* [Written task]
Reproduce the listing from its start through the line containing "86, 255, 286, 269", inclusive, leaving out the pictures.

(Labeled photos with boxes)
+===+

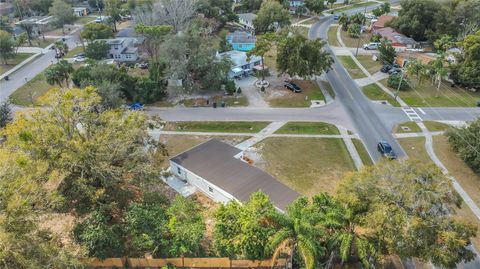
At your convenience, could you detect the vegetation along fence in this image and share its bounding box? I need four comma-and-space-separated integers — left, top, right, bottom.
86, 255, 286, 269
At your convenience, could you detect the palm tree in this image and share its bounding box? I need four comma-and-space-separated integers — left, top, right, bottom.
312, 193, 377, 268
338, 13, 350, 31
270, 197, 325, 269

+===+

* [Answer to this task]
At your convenience, could you detect the vegetation along fence in this image and share its bounding box? I need four comma-and-space-separated integers — left, top, right, bottom.
86, 255, 286, 269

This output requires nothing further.